→ TO DO: For the word "glass", return each line of the data in which it occurs.

(EXCERPTED RECORDS)

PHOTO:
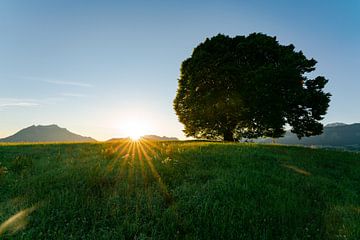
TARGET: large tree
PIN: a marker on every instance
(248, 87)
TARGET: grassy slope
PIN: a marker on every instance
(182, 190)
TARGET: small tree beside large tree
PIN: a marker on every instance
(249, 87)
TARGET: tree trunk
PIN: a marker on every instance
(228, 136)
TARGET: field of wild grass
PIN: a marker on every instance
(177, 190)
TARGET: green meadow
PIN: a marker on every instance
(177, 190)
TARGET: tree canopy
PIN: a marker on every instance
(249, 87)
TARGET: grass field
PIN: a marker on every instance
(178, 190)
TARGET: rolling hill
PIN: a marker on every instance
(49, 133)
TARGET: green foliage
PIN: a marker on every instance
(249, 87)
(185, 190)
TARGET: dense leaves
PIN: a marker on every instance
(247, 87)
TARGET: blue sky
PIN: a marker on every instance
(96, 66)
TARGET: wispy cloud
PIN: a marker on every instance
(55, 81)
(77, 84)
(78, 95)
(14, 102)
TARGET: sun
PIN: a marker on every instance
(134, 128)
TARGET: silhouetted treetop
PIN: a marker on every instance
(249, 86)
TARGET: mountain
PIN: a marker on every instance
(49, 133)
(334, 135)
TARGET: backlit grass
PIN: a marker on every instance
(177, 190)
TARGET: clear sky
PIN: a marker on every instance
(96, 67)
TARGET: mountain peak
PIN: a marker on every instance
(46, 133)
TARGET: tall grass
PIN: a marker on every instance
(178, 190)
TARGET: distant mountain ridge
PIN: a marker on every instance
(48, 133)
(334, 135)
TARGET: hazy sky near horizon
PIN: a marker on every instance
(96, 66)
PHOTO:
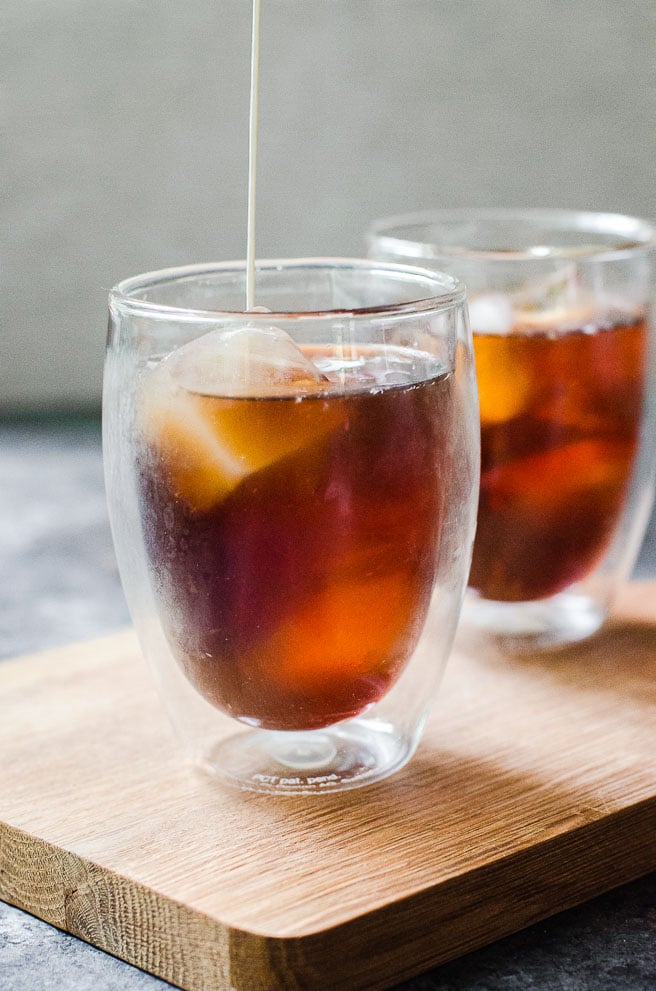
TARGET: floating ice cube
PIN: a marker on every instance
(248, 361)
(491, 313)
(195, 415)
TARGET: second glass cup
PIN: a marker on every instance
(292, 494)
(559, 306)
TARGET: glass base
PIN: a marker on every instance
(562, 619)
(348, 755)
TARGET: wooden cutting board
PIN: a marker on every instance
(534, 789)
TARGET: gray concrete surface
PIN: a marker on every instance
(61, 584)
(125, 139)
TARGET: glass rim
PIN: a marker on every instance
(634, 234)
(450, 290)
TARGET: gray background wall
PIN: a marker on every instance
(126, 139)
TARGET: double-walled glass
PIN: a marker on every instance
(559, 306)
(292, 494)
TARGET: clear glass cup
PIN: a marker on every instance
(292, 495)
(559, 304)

(End EXCERPTED RECORDS)

→ RESULT:
TARGET: second glass cup
TARGET: glass base
TARGET: glass rim
TARGET: double-walled glass
TARGET: clear glass cup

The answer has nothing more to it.